YOUR OBJECTIVE
Take the entries that follow and write each one out exactly.

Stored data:

• • • •

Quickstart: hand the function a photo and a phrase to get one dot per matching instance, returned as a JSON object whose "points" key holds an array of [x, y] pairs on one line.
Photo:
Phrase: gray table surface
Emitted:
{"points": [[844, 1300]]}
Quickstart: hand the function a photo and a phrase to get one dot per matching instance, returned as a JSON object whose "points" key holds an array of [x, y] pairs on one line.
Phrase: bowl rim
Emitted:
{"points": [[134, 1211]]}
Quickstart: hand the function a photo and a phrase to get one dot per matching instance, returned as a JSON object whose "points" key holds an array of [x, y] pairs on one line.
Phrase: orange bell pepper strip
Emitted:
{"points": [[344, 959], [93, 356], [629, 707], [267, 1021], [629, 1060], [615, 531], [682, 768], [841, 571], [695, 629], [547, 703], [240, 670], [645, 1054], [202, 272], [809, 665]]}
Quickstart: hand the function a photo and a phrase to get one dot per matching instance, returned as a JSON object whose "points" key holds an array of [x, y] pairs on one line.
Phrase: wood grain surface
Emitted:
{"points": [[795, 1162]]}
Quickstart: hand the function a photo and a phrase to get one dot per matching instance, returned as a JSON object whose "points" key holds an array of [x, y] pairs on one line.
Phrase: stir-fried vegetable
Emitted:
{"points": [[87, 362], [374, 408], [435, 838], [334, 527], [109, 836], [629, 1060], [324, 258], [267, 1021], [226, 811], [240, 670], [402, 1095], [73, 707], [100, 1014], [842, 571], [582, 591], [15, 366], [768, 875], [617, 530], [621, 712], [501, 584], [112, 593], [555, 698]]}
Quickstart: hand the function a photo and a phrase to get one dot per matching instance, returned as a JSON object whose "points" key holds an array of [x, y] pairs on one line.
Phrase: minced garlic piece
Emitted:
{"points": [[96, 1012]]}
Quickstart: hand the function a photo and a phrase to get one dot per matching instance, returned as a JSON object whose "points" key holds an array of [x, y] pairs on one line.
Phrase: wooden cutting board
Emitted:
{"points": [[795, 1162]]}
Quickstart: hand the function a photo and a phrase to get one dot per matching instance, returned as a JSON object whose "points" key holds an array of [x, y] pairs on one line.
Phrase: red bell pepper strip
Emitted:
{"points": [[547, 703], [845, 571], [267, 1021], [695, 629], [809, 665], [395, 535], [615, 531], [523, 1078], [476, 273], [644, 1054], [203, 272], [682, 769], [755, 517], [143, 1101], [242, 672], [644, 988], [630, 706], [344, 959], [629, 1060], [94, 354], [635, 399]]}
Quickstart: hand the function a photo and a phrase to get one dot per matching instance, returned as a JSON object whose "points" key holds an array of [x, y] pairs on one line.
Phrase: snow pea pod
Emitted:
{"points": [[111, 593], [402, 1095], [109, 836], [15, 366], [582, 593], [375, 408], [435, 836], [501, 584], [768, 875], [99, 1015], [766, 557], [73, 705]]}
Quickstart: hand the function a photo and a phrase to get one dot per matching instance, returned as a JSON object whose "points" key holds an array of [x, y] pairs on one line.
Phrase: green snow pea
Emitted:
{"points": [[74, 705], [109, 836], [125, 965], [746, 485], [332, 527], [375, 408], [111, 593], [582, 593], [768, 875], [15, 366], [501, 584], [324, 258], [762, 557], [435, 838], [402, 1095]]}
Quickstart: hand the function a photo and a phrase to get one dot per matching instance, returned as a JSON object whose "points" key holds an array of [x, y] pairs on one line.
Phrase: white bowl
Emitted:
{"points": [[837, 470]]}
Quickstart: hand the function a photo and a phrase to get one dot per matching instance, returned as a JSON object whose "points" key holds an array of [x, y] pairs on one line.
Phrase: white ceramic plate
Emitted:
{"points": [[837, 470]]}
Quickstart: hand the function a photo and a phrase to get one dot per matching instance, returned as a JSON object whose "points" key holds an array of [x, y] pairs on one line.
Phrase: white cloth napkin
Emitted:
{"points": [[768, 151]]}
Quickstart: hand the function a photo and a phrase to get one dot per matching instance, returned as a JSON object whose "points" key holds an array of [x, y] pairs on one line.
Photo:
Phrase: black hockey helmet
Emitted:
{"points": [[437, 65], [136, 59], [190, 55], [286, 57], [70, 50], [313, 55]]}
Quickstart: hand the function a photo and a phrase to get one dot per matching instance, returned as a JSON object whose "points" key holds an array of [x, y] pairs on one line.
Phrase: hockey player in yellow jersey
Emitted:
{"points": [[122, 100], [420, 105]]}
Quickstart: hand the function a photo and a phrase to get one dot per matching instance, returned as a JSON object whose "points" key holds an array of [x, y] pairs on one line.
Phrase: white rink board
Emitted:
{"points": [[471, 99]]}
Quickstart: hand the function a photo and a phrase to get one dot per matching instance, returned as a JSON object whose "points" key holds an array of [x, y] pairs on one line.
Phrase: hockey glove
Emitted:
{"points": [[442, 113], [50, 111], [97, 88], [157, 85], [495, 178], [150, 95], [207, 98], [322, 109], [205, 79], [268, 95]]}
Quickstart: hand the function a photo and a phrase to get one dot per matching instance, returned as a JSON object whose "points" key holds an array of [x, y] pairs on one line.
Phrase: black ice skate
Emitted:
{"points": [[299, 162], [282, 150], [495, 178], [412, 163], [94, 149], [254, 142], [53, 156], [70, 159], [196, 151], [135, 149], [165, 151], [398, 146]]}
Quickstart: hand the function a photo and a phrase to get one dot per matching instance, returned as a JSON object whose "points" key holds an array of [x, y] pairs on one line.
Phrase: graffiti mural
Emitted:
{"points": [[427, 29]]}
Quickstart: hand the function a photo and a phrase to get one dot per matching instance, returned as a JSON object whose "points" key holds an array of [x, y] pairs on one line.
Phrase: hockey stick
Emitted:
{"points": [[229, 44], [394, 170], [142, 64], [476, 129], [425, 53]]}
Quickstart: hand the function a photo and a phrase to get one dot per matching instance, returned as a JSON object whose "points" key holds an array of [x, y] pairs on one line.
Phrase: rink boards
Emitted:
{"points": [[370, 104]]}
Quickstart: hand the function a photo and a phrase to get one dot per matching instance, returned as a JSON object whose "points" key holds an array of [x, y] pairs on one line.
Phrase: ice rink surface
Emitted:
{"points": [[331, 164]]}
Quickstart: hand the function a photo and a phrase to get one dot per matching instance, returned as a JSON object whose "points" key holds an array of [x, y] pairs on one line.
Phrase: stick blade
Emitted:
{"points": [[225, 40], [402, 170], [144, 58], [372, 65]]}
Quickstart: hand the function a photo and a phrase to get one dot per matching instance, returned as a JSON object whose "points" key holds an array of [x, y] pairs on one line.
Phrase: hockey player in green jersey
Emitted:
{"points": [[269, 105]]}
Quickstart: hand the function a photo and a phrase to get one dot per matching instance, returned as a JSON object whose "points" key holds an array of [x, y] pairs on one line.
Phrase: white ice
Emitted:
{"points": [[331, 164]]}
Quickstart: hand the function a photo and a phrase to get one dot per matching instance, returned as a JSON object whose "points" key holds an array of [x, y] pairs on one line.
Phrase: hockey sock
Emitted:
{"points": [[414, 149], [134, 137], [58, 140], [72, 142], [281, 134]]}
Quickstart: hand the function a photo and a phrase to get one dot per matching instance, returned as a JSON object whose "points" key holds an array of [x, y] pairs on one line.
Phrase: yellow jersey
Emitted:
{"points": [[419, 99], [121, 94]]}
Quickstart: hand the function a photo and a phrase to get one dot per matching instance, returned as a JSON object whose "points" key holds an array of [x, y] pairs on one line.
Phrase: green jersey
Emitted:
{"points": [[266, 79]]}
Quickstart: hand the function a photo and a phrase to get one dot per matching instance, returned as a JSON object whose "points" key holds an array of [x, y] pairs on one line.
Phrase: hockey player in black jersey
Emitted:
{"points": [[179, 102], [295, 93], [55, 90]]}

• • • •

SOLUTION FOR THIS PROBLEM
Quickstart: hand the function a photo and a phrase to get one dot per matching instance, returned as a JSON object whose "points" key holds an array of [x, y] pairs on one line.
Photo:
Phrase: gray table surface
Emitted:
{"points": [[844, 1300]]}
Quickstart: hand the function a photo and a phrase to get one dot per matching instance, returned as a JSON object whose "points" key holds an array of [x, y] pairs on one line.
Phrase: bowl rim
Emitted:
{"points": [[134, 1211]]}
Quickstart: hand the function a photo and a phrase to get one dot per matching instance, returned as a JSON object whose "points" key holds an array of [x, y] pairs on one line.
Phrase: orange bell pepper strip
Emitted:
{"points": [[344, 959], [93, 356], [629, 707], [267, 1021], [629, 1060], [615, 531], [682, 768], [841, 571], [695, 629], [547, 703], [240, 670], [645, 1054], [202, 272], [809, 665]]}
Quickstart: hand the function a photo and a phrase to get one dot per matching instance, returned as a JSON object whose "points" key holds an array of [x, y] pairs on one line.
Phrase: wood grain surface
Emitted:
{"points": [[795, 1162]]}
Quickstart: hand the function a photo and a phrase to get one dot per matching instance, returned as a JSON object whose "points" key holds an array of [x, y] pairs on one line.
Phrase: stir-fried vegetable
Emitted:
{"points": [[87, 362], [374, 408], [435, 838], [334, 527], [109, 836], [629, 1060], [324, 258], [267, 1021], [226, 811], [240, 670], [402, 1095], [73, 707], [100, 1014], [842, 571], [582, 591], [15, 366], [768, 875], [617, 530], [621, 712], [501, 584], [112, 593], [555, 698]]}
Quickstart: hand the function a photo and a phrase to get one dot per matching instance, returned as a JSON object whose "points" key holds an array of [x, y] pairs on one line.
Phrase: minced garlic piece
Emitted:
{"points": [[96, 1012]]}
Quickstart: hand the function a photo and a phrase to get one dot per matching instance, returned as a JSON object whose "points" key holds an array of [x, y] pairs on one line.
Phrase: wooden cutting board
Emitted:
{"points": [[795, 1162]]}
Quickstart: hand the function a photo and a phrase to get one dot per matching instance, returned as a JSON object whose "points" key holds an array of [x, y] pairs on one line.
Phrase: red bell pepper strip
Emitted:
{"points": [[547, 703], [845, 571], [267, 1021], [695, 629], [809, 665], [395, 535], [615, 531], [523, 1078], [476, 273], [644, 1054], [203, 272], [682, 769], [755, 517], [143, 1101], [242, 672], [644, 988], [630, 706], [344, 959], [629, 1060], [94, 354], [635, 399]]}
Quickstart: hand the function a photo and a phrase to get one dot per matching instance, returned as a JSON object whose "points" key holds an array of [x, y] pairs on one line.
Phrase: snow pea pod
Emitted:
{"points": [[111, 593], [402, 1095], [109, 836], [15, 366], [582, 593], [375, 408], [435, 836], [501, 584], [768, 875], [99, 1015], [766, 557], [73, 705]]}
Quickstart: hand the function a photo and a phrase to get one dot per matching instance, returned as a JSON object whose "points" key holds an array of [x, y] pairs on one line.
Phrase: green snow pea
Emitted:
{"points": [[74, 705], [109, 836], [125, 965], [746, 485], [332, 527], [375, 408], [111, 593], [582, 593], [768, 875], [15, 366], [501, 584], [324, 258], [762, 557], [435, 838], [402, 1095]]}
Quickstart: hand the function a photo and a phrase to get one dot per matching instance, returned as a JSON object whose "points" key holds an array of [x, y] pairs on one line.
Phrase: white bowl
Emitted:
{"points": [[837, 470]]}
Quickstart: hand the function a photo and a phrase to get one dot per matching instance, returned as a JSON object whose "points" key holds an array of [x, y] pairs on one line.
Phrase: white ceramic plate
Emitted:
{"points": [[837, 470]]}
Quickstart: hand the function a photo and a phrase to get one dot per matching instance, returned as a JSON object whose "points" key holds an array of [x, y] pairs on one line.
Phrase: white cloth napkin
Emitted:
{"points": [[768, 151]]}
Quickstart: hand the function a photo and a phrase to get one dot per matching instance, returned as a JSON object whose "points" key holds an array of [x, y] pairs on one line.
Photo:
Phrase: black hockey helmet
Emitted:
{"points": [[437, 65], [136, 59], [190, 55], [286, 57], [70, 50], [313, 55]]}
Quickstart: hand the function a photo and a phrase to get one dot per matching instance, returned as a JSON object whose "points" key holds an array of [x, y] pairs on one line.
Phrase: hockey player in yellow jersey
Emitted:
{"points": [[122, 100], [420, 105]]}
Quickstart: hand the function a photo and a phrase to get one dot per matching instance, returned as a JSON object whose "points" key holds an array of [x, y] pairs on one line.
Phrase: white rink board
Emitted:
{"points": [[471, 99]]}
Quickstart: hand the function a photo and a phrase to get one dot per matching instance, returned as a JSON object whose "points" key holds an array of [x, y] pairs on one line.
Phrase: hockey glove
Emitted:
{"points": [[442, 113], [50, 111], [97, 88], [157, 85], [495, 178], [150, 95], [207, 98], [322, 109], [205, 79], [268, 95]]}
Quickstart: hand the function a photo and a phrase to get one dot per matching instance, returned as a JSON object whose "points" key holds an array of [x, y] pairs on one line.
Phrase: black ice skate
Emitted:
{"points": [[299, 162], [282, 150], [495, 178], [412, 163], [94, 149], [254, 142], [53, 156], [70, 159], [196, 151], [135, 149], [165, 151], [398, 146]]}
Quickstart: hand the function a photo and a phrase to get one dot per matching instance, returned as a JSON object whose "points" key holds an array of [x, y] pairs on one line.
Phrase: graffiti mural
Emitted:
{"points": [[427, 29]]}
Quickstart: hand the function a photo and a phrase to get one dot per matching instance, returned as a JSON object whose "points" key holds an array of [x, y] pairs on one line.
Phrase: hockey stick
Emitted:
{"points": [[229, 44], [394, 170], [142, 64], [476, 129], [425, 53]]}
Quickstart: hand the function a photo and a phrase to get one dot per matching instance, returned as a JSON object whose "points" key holds an array of [x, y] pairs on one line.
Phrase: rink boards
Emitted:
{"points": [[370, 104]]}
Quickstart: hand the function a photo and a phrase to get one dot per matching instance, returned as a JSON object whose "points" key holds an array of [x, y] pairs on one line.
Phrase: ice rink surface
Emitted:
{"points": [[331, 164]]}
Quickstart: hand the function a photo and a phrase to get one dot per matching instance, returned as a JSON object whose "points" key holds an array of [x, y] pairs on one line.
Phrase: stick blade
Emitted:
{"points": [[225, 40], [402, 170], [144, 58], [372, 65]]}
Quickstart: hand the function a photo and a phrase to get one dot per matching instance, returned as a JSON object whose "points" key holds an array of [x, y] pairs on one line.
Phrase: hockey player in green jersey
Emitted:
{"points": [[269, 105]]}
Quickstart: hand the function a photo and a phrase to get one dot per matching instance, returned as a JSON object whose "points" key holds an array of [x, y] pairs on one line.
Phrase: white ice
Emitted:
{"points": [[331, 164]]}
Quickstart: hand the function a photo and a phrase to get one dot per matching instance, returned as a JSON object whose "points" key holds an array of [x, y] pairs on one line.
Phrase: hockey sock
Emitted:
{"points": [[414, 149], [134, 137], [58, 140], [72, 142], [281, 134]]}
Quickstart: hand the function a photo and a phrase to get one dot per matching instance, returned as a JSON object whose "points" key holds an array of [x, y] pairs on one line.
Phrase: yellow jersey
Emitted:
{"points": [[419, 99], [121, 94]]}
Quickstart: hand the function a photo and a phrase to get one dot per matching instance, returned as a JSON object whose "points" key holds an array of [x, y] pairs on one line.
Phrase: green jersey
Emitted:
{"points": [[266, 79]]}
Quickstart: hand the function a photo and a phrase to get one dot per matching instance, returned as a JSON object whose "points" key holds an array of [x, y] pairs on one line.
Phrase: hockey player in black jersey
Emitted:
{"points": [[179, 102], [295, 93], [55, 90]]}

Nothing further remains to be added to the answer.